• _Deine Aufgabe_: Ordne alle folgenden Einträge Zeile für Zeile als nummerierte Liste an und lass dabei Leerzeilen weg. Die Bilder gehören nicht in die Antwort.

---- Vorliegende Einträge

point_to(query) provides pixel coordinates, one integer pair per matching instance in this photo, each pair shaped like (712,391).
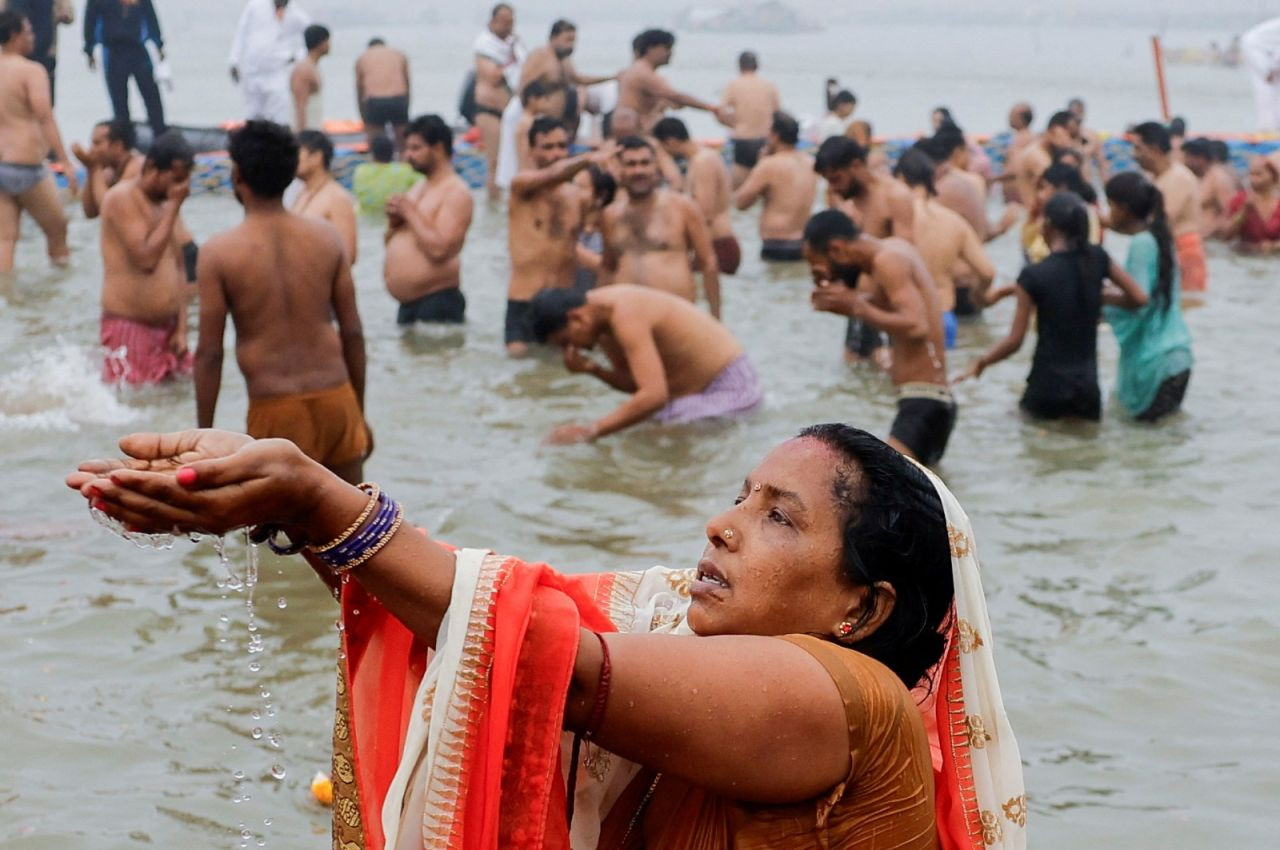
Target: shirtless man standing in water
(643,88)
(144,296)
(426,228)
(1152,150)
(27,133)
(789,186)
(880,205)
(708,184)
(306,378)
(649,233)
(545,214)
(323,197)
(901,301)
(749,103)
(944,240)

--------

• _Richtige Ausgabe_:
1. point_to(query) provides pixel coordinates, one integer pair per matching instance in this photo, each pair shaped like (712,391).
2. Target: shirtless man standing in water
3. (643,88)
4. (144,296)
5. (426,228)
6. (1152,150)
7. (27,133)
8. (789,186)
9. (880,205)
10. (708,184)
11. (306,378)
12. (649,233)
13. (545,214)
14. (323,197)
15. (901,301)
16. (749,103)
17. (944,240)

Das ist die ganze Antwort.